### INSTRUCTIONS FOR THE TASK
Every entry below is to be retyped exactly as it stands.

### DATA FOR REVIEW
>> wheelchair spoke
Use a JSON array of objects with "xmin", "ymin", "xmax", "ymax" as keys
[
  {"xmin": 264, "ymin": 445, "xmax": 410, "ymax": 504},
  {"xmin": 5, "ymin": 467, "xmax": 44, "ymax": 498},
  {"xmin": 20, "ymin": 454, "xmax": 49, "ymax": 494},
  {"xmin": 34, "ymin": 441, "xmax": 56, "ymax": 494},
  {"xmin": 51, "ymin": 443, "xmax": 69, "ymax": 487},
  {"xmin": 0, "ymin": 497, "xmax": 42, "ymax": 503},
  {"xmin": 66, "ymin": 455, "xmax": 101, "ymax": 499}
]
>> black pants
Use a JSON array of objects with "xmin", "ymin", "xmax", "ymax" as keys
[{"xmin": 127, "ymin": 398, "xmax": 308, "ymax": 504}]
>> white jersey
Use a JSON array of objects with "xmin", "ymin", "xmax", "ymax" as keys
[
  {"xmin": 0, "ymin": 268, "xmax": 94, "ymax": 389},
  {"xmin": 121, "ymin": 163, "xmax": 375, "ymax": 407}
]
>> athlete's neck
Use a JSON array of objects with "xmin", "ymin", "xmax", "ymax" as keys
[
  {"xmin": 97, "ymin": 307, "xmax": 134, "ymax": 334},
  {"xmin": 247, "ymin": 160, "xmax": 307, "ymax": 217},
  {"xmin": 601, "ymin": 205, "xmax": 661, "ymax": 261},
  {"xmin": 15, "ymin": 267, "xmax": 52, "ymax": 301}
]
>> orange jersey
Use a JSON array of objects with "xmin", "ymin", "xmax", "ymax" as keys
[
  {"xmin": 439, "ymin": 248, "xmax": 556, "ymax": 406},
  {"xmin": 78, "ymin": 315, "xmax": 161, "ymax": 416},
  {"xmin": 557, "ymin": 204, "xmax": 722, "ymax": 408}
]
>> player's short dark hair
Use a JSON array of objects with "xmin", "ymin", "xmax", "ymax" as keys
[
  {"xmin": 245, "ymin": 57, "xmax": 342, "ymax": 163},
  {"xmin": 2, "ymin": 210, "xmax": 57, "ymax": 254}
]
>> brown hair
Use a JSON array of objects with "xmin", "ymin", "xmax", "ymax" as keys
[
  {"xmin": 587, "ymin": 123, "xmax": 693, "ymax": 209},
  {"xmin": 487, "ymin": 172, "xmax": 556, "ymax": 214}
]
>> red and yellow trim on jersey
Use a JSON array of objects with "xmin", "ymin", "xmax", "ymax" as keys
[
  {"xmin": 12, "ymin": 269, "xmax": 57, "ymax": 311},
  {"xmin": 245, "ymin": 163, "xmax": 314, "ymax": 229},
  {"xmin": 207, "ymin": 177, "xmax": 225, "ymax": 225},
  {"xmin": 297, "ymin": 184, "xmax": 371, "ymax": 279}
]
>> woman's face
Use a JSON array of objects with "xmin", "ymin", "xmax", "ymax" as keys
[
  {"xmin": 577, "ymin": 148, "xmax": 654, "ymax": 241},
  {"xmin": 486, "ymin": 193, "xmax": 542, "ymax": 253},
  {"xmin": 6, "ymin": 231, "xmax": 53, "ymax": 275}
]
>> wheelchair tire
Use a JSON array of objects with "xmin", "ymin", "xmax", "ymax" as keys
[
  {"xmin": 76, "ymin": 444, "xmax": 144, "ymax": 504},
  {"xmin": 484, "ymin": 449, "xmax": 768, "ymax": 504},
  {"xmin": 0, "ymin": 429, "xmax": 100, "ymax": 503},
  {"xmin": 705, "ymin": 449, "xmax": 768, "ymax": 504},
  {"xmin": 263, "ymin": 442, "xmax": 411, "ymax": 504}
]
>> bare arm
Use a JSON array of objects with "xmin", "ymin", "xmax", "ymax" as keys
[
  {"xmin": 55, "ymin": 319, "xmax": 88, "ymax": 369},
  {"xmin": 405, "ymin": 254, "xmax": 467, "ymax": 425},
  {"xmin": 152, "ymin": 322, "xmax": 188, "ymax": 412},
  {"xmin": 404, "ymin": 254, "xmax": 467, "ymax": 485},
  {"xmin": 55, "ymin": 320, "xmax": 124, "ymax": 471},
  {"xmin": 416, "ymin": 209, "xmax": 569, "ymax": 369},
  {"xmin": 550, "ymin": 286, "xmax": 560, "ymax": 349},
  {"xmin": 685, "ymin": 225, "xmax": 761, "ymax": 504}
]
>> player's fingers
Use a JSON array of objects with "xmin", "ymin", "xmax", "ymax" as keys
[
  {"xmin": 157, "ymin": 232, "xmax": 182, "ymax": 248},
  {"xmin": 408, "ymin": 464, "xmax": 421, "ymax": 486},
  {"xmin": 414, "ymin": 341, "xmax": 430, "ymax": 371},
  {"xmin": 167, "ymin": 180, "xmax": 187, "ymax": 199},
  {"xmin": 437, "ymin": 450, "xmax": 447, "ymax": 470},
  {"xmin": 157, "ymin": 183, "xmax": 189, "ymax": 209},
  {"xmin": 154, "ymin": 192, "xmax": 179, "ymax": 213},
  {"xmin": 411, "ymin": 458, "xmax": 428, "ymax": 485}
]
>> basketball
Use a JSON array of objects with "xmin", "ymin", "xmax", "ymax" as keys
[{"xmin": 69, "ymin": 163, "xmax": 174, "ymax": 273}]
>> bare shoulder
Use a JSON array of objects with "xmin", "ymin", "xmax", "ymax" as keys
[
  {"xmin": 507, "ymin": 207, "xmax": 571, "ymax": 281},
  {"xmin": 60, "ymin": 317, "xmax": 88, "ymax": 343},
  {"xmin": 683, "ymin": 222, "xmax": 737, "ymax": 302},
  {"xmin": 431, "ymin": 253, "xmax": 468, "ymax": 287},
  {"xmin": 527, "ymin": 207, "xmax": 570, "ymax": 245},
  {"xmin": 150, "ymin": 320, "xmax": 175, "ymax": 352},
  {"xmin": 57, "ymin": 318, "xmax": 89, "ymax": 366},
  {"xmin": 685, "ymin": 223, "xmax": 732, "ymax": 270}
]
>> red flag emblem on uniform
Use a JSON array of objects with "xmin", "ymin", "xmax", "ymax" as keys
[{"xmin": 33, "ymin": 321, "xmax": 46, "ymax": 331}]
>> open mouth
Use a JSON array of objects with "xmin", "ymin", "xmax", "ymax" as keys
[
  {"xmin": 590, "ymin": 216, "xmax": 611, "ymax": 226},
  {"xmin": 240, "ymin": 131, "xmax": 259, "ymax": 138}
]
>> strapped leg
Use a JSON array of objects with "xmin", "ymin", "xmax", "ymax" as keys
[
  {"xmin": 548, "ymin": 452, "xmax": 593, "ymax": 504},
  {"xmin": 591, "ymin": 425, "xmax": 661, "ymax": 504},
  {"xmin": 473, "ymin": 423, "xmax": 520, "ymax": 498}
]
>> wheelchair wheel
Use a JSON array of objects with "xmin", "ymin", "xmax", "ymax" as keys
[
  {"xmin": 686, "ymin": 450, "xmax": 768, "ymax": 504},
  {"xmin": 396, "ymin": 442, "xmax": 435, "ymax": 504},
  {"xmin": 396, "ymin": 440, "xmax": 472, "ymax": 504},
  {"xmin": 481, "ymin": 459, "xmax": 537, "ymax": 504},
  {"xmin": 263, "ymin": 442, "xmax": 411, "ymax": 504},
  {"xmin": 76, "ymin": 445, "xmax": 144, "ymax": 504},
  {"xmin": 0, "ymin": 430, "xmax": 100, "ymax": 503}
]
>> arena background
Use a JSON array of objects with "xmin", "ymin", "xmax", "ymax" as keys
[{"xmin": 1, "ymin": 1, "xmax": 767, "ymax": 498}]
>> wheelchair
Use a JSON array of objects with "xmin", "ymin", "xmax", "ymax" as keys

### THE ANSWER
>> wheelchair spoke
Use a JSON array of objects with "xmin", "ymin", "xmax", "ymax" as keys
[
  {"xmin": 264, "ymin": 445, "xmax": 410, "ymax": 504},
  {"xmin": 5, "ymin": 467, "xmax": 44, "ymax": 498},
  {"xmin": 20, "ymin": 454, "xmax": 49, "ymax": 494},
  {"xmin": 34, "ymin": 441, "xmax": 56, "ymax": 494},
  {"xmin": 51, "ymin": 443, "xmax": 69, "ymax": 487},
  {"xmin": 0, "ymin": 497, "xmax": 42, "ymax": 503},
  {"xmin": 66, "ymin": 455, "xmax": 101, "ymax": 499}
]
>> black pants
Use a JSON array of objects with "xmin", "ymin", "xmax", "ymax" as keys
[{"xmin": 127, "ymin": 398, "xmax": 308, "ymax": 504}]
>> white jersey
Use a JSON array of objects with "xmin", "ymin", "xmax", "ymax" as keys
[
  {"xmin": 0, "ymin": 268, "xmax": 94, "ymax": 389},
  {"xmin": 121, "ymin": 163, "xmax": 375, "ymax": 407}
]
>> athlete's neck
Use a JSON array of objects with "xmin", "ymin", "xmax", "ymax" as keys
[
  {"xmin": 97, "ymin": 307, "xmax": 134, "ymax": 334},
  {"xmin": 247, "ymin": 160, "xmax": 307, "ymax": 217},
  {"xmin": 601, "ymin": 205, "xmax": 661, "ymax": 261},
  {"xmin": 15, "ymin": 267, "xmax": 52, "ymax": 301}
]
>> orange jersey
Use a JSON array of objects with "xmin", "ymin", "xmax", "ymax" as keys
[
  {"xmin": 439, "ymin": 248, "xmax": 556, "ymax": 406},
  {"xmin": 78, "ymin": 315, "xmax": 161, "ymax": 416},
  {"xmin": 557, "ymin": 204, "xmax": 722, "ymax": 408}
]
>> player's short dark hair
Use a JSON array of objects with "xmin", "ymin", "xmax", "ymax" as keys
[
  {"xmin": 245, "ymin": 57, "xmax": 342, "ymax": 163},
  {"xmin": 2, "ymin": 210, "xmax": 57, "ymax": 254}
]
>> brown hair
Use a JSON array of objects with "xmin", "ymin", "xmax", "ymax" as keys
[
  {"xmin": 587, "ymin": 123, "xmax": 693, "ymax": 209},
  {"xmin": 487, "ymin": 172, "xmax": 556, "ymax": 214}
]
>> red and yellow trim on jersey
Use a JSON array of objects with "xmin", "ymin", "xmax", "ymax" as keys
[
  {"xmin": 12, "ymin": 269, "xmax": 57, "ymax": 311},
  {"xmin": 245, "ymin": 163, "xmax": 314, "ymax": 229},
  {"xmin": 207, "ymin": 177, "xmax": 225, "ymax": 225},
  {"xmin": 297, "ymin": 184, "xmax": 371, "ymax": 279}
]
>> woman's face
Use a JSON array of objects with "xmin", "ymin", "xmax", "ymax" as keys
[
  {"xmin": 577, "ymin": 148, "xmax": 654, "ymax": 241},
  {"xmin": 486, "ymin": 193, "xmax": 542, "ymax": 253},
  {"xmin": 6, "ymin": 231, "xmax": 53, "ymax": 275}
]
>> wheelchair tire
Use a JSON array of objects with "xmin", "ymin", "xmax", "ymax" as keys
[
  {"xmin": 76, "ymin": 444, "xmax": 144, "ymax": 504},
  {"xmin": 484, "ymin": 449, "xmax": 768, "ymax": 504},
  {"xmin": 0, "ymin": 429, "xmax": 100, "ymax": 503},
  {"xmin": 705, "ymin": 449, "xmax": 768, "ymax": 504},
  {"xmin": 263, "ymin": 442, "xmax": 411, "ymax": 504}
]
>> bare arm
Use a JSON array of objects with "xmin", "ymin", "xmax", "ymax" as keys
[
  {"xmin": 55, "ymin": 319, "xmax": 88, "ymax": 369},
  {"xmin": 405, "ymin": 254, "xmax": 467, "ymax": 425},
  {"xmin": 152, "ymin": 322, "xmax": 188, "ymax": 412},
  {"xmin": 404, "ymin": 254, "xmax": 467, "ymax": 485},
  {"xmin": 55, "ymin": 320, "xmax": 124, "ymax": 471},
  {"xmin": 416, "ymin": 209, "xmax": 569, "ymax": 369},
  {"xmin": 550, "ymin": 286, "xmax": 560, "ymax": 349},
  {"xmin": 685, "ymin": 225, "xmax": 761, "ymax": 504}
]
>> player's fingers
Use a JSON array of objects with "xmin", "ymin", "xmax", "ymax" as keys
[
  {"xmin": 157, "ymin": 232, "xmax": 182, "ymax": 248},
  {"xmin": 408, "ymin": 464, "xmax": 421, "ymax": 486},
  {"xmin": 414, "ymin": 341, "xmax": 430, "ymax": 371},
  {"xmin": 167, "ymin": 180, "xmax": 187, "ymax": 199},
  {"xmin": 437, "ymin": 450, "xmax": 447, "ymax": 470},
  {"xmin": 157, "ymin": 183, "xmax": 189, "ymax": 209},
  {"xmin": 154, "ymin": 192, "xmax": 179, "ymax": 213},
  {"xmin": 411, "ymin": 458, "xmax": 428, "ymax": 485}
]
>> basketball
Use a JSON array of objects with "xmin", "ymin", "xmax", "ymax" as keys
[{"xmin": 69, "ymin": 163, "xmax": 174, "ymax": 273}]
>> bare shoulder
Use a JSON array of objects with "xmin", "ymin", "xmax", "ymax" as keys
[
  {"xmin": 507, "ymin": 207, "xmax": 571, "ymax": 281},
  {"xmin": 60, "ymin": 317, "xmax": 88, "ymax": 343},
  {"xmin": 683, "ymin": 222, "xmax": 737, "ymax": 302},
  {"xmin": 431, "ymin": 253, "xmax": 468, "ymax": 287},
  {"xmin": 527, "ymin": 207, "xmax": 570, "ymax": 245},
  {"xmin": 150, "ymin": 320, "xmax": 175, "ymax": 352},
  {"xmin": 57, "ymin": 318, "xmax": 89, "ymax": 366},
  {"xmin": 685, "ymin": 223, "xmax": 732, "ymax": 270}
]
>> red flag emblem on uniform
Use a JSON array of objects with "xmin", "ymin", "xmax", "ymax" as keys
[{"xmin": 33, "ymin": 321, "xmax": 46, "ymax": 331}]
>> open mouth
Use a JSON array of objects with "xmin", "ymin", "xmax", "ymax" as keys
[
  {"xmin": 590, "ymin": 216, "xmax": 611, "ymax": 226},
  {"xmin": 240, "ymin": 131, "xmax": 259, "ymax": 138}
]
>> strapped leg
Use a JSON array of objects with "xmin", "ymin", "xmax", "ymax" as keys
[
  {"xmin": 548, "ymin": 452, "xmax": 593, "ymax": 504},
  {"xmin": 591, "ymin": 425, "xmax": 661, "ymax": 504},
  {"xmin": 473, "ymin": 423, "xmax": 520, "ymax": 498}
]
>> wheelchair wheel
Use a JSON array of objects with "xmin", "ymin", "xmax", "ymax" as keys
[
  {"xmin": 686, "ymin": 450, "xmax": 768, "ymax": 504},
  {"xmin": 396, "ymin": 442, "xmax": 435, "ymax": 504},
  {"xmin": 396, "ymin": 440, "xmax": 472, "ymax": 504},
  {"xmin": 481, "ymin": 459, "xmax": 537, "ymax": 504},
  {"xmin": 263, "ymin": 442, "xmax": 411, "ymax": 504},
  {"xmin": 76, "ymin": 445, "xmax": 144, "ymax": 504},
  {"xmin": 0, "ymin": 430, "xmax": 100, "ymax": 503}
]
>> arena background
Use a JSON array of objects with "xmin", "ymin", "xmax", "ymax" as keys
[{"xmin": 1, "ymin": 1, "xmax": 767, "ymax": 498}]
>> wheelchair
Use a JSON array of objects with "xmin", "ymin", "xmax", "ymax" as keys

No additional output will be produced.